**WHAT YOU NEED TO DO**:
An exact reproduction of all entries is expected.

----- MATERIAL SUPPLIED -----

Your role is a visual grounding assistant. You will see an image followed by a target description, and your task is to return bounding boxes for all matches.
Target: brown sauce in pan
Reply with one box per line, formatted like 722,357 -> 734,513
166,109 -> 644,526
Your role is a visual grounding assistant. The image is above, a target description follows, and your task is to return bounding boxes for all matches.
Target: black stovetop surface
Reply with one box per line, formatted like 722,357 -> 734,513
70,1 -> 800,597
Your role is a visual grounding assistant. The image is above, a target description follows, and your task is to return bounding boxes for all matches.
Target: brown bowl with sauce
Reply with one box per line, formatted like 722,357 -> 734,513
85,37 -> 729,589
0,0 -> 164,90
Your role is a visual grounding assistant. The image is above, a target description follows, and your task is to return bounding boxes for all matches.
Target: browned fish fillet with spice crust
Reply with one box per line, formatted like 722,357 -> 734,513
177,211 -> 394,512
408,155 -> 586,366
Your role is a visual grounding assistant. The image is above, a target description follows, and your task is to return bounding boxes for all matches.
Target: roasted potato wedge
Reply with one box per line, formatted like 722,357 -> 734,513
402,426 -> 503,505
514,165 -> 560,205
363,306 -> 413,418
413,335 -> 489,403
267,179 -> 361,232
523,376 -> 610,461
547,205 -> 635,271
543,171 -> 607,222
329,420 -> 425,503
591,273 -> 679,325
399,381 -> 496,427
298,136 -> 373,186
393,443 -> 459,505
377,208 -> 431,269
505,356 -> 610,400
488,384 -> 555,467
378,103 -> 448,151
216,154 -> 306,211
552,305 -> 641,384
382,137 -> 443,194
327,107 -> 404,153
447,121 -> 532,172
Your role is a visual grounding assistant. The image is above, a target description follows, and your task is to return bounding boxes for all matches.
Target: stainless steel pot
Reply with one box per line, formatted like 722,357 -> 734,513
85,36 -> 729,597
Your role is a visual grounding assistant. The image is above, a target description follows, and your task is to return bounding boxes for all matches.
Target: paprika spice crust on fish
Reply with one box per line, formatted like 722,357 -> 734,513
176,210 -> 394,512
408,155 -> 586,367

-----

**YOUR RESPONSE**:
Your role is a visual grounding assistant. You will see an image followed by a target description, and your task is to return bounding boxes for all matches.
Target: brown sauce in pan
Reply with one box per line, formatted like 722,357 -> 734,513
166,109 -> 644,526
Your role is a visual grounding assistant. The image is above, a target description follows, and your task is to return bounding boxes for all matches.
Target: black stovetop surface
Reply with one box per line, formatted like 722,357 -> 734,513
70,1 -> 800,597
Your role is a visual grounding assistant. The image is above, a target description follows, and your task is to return bounding boxes for all matches.
Target: brown bowl with sauce
Reply with one box per line, formatted like 722,357 -> 734,513
85,37 -> 729,589
0,0 -> 164,90
Your role is a visual grounding assistant. The image is above, a target description follows, and your task is to return bounding boxes for all matches.
Target: browned fish fillet with spice crust
Reply with one box per line, formatted like 722,357 -> 734,513
177,211 -> 394,512
408,155 -> 586,366
Your role is a visual grounding assistant. The image is above, a target description follows, and your task is to return bounding boxes for all matches.
Target: roasted potato wedge
Reply with one box per line, formatted like 722,357 -> 734,513
402,426 -> 503,505
514,165 -> 560,205
363,306 -> 413,418
413,335 -> 489,403
267,179 -> 361,232
523,376 -> 610,461
547,205 -> 635,271
543,171 -> 607,222
329,420 -> 425,503
591,273 -> 679,325
399,381 -> 496,427
298,136 -> 373,186
393,443 -> 459,505
377,208 -> 431,269
505,356 -> 610,400
488,384 -> 555,467
378,103 -> 448,151
216,154 -> 306,211
552,305 -> 641,384
382,137 -> 443,194
327,107 -> 404,153
447,121 -> 532,172
Your role is a visual grounding assistant. The image is above, a target description follows, and your task is to return bounding boxes for all matches.
Target: stainless steel pot
Reply with one box per line, formatted like 722,357 -> 734,513
85,36 -> 729,597
Your role is a visual grounding assistant. The image is above, a target description follows, and your task is to return bounding boxes for all matches.
Target: paprika spice crust on fish
Reply with one box per line, formatted like 722,357 -> 734,513
176,210 -> 394,512
408,155 -> 586,367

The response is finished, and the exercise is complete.